===== KUTIPAN =====
NYEPI



Nyepi Meretas Kritis

Oleh
I Wayan Sukarma

Nyepi itu hari suci agama Hindu. Umat Hindu merayakannya setiap Pananggal Ping Pisan, Sasih Kedasa (eka sukla paksa waisak) atau sehari setelah Tilem Sasih Kesanga (panca dasi krsna paksa caitra). Perayaan Nyepi merujuk pada buku Negara Kertagama, Lontar Sundarigama, dan Sanghyang Aji Swamandala. Disebutkan, pada Pananggal Ping Pisan, Sasih Kedasa, Tahun 78 Masehi merupakan hari penobatan Raja Kaniskha I Dinasti Kuniskha, suku Saka. Pananggal penobatan ini menandai mulainya Tahun Saka. Kemudian, pananggal penobatan ini diperingati menjadi pergantian Tahun Saka. Dengan begitu, Tilem Kasanga menjadi pertemuan antara akhir dan awal tahun baru Saka. Artinya, Tilem Sasih Kesanga, 20 Maret 2015 umat Hindu memperingati akhir Tahun Saka 1936, sedangkan Pananggal Ping Pisan Sasih Kedasa, 21 Maret 2015 merayakan awal Tahun Saka 1937.
=====
DAFTAR TUGAS ::
**1)** Menurut teks tentang Nyepi, peristiwa apa yang terjadi pada Pananggal Ping Pisan, Sasih Kedasa, Tahun 78 Masehi?
**2)** Salinlah tanpa perubahan bagian teks tentang Nyepi dari "Nyepi Meretas Kritis" sampai dengan "Tahun Saka 1937.".
**3)** Tentukan apakah setiap pernyataan berikut sesuai dengan teks tentang Nyepi. Jawab ya atau tidak, lalu kutip kata-kata teks yang menjadi dasarnya.
(a) Perayaan Nyepi merujuk pada Lontar Sundarigama.
(b) Pada 21 Maret 2015 umat Hindu merayakan awal Tahun Saka 1936.
(c) Nyepi dirayakan sehari sebelum Tilem Sasih Kesanga.
===== CUPLIKAN BARIS =====
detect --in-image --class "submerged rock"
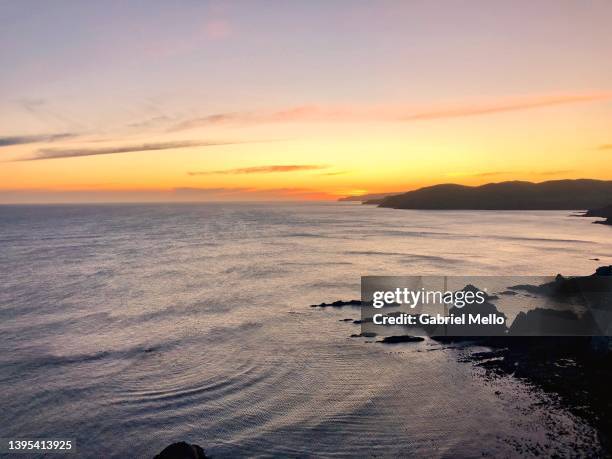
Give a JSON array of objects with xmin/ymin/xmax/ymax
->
[
  {"xmin": 310, "ymin": 300, "xmax": 361, "ymax": 308},
  {"xmin": 153, "ymin": 441, "xmax": 209, "ymax": 459}
]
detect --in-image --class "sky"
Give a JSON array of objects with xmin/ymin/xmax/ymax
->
[{"xmin": 0, "ymin": 0, "xmax": 612, "ymax": 203}]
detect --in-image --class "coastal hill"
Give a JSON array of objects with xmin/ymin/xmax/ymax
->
[
  {"xmin": 338, "ymin": 192, "xmax": 401, "ymax": 204},
  {"xmin": 364, "ymin": 179, "xmax": 612, "ymax": 210},
  {"xmin": 584, "ymin": 205, "xmax": 612, "ymax": 225}
]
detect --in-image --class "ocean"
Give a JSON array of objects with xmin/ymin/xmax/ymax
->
[{"xmin": 0, "ymin": 203, "xmax": 612, "ymax": 458}]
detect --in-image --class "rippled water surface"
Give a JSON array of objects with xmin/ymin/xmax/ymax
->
[{"xmin": 0, "ymin": 203, "xmax": 612, "ymax": 458}]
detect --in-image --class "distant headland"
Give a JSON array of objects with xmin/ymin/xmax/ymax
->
[{"xmin": 344, "ymin": 179, "xmax": 612, "ymax": 210}]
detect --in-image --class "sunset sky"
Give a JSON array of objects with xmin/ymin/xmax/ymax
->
[{"xmin": 0, "ymin": 0, "xmax": 612, "ymax": 203}]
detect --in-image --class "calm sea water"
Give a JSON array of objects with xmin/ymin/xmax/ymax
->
[{"xmin": 0, "ymin": 203, "xmax": 612, "ymax": 458}]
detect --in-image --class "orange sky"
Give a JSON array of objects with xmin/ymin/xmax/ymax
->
[{"xmin": 0, "ymin": 2, "xmax": 612, "ymax": 202}]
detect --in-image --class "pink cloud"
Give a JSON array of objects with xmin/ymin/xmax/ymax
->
[{"xmin": 204, "ymin": 19, "xmax": 232, "ymax": 40}]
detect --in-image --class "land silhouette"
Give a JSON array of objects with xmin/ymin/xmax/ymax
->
[{"xmin": 342, "ymin": 179, "xmax": 612, "ymax": 210}]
=====
JAWABAN ::
**1)** Penobatan Raja Kaniskha I Dinasti Kuniskha, suku Saka.

**2)**
Nyepi Meretas Kritis

Oleh
I Wayan Sukarma

Nyepi itu hari suci agama Hindu. Umat Hindu merayakannya setiap Pananggal Ping Pisan, Sasih Kedasa (eka sukla paksa waisak) atau sehari setelah Tilem Sasih Kesanga (panca dasi krsna paksa caitra). Perayaan Nyepi merujuk pada buku Negara Kertagama, Lontar Sundarigama, dan Sanghyang Aji Swamandala. Disebutkan, pada Pananggal Ping Pisan, Sasih Kedasa, Tahun 78 Masehi merupakan hari penobatan Raja Kaniskha I Dinasti Kuniskha, suku Saka. Pananggal penobatan ini menandai mulainya Tahun Saka. Kemudian, pananggal penobatan ini diperingati menjadi pergantian Tahun Saka. Dengan begitu, Tilem Kasanga menjadi pertemuan antara akhir dan awal tahun baru Saka. Artinya, Tilem Sasih Kesanga, 20 Maret 2015 umat Hindu memperingati akhir Tahun Saka 1936, sedangkan Pananggal Ping Pisan Sasih Kedasa, 21 Maret 2015 merayakan awal Tahun Saka 1937.

**3)**
(a) Ya: "Perayaan Nyepi merujuk pada buku Negara Kertagama, Lontar Sundarigama, dan Sanghyang Aji Swamandala."
(b) Tidak: "Pananggal Ping Pisan Sasih Kedasa, 21 Maret 2015 merayakan awal Tahun Saka 1937."
(c) Tidak: "sehari setelah Tilem Sasih Kesanga"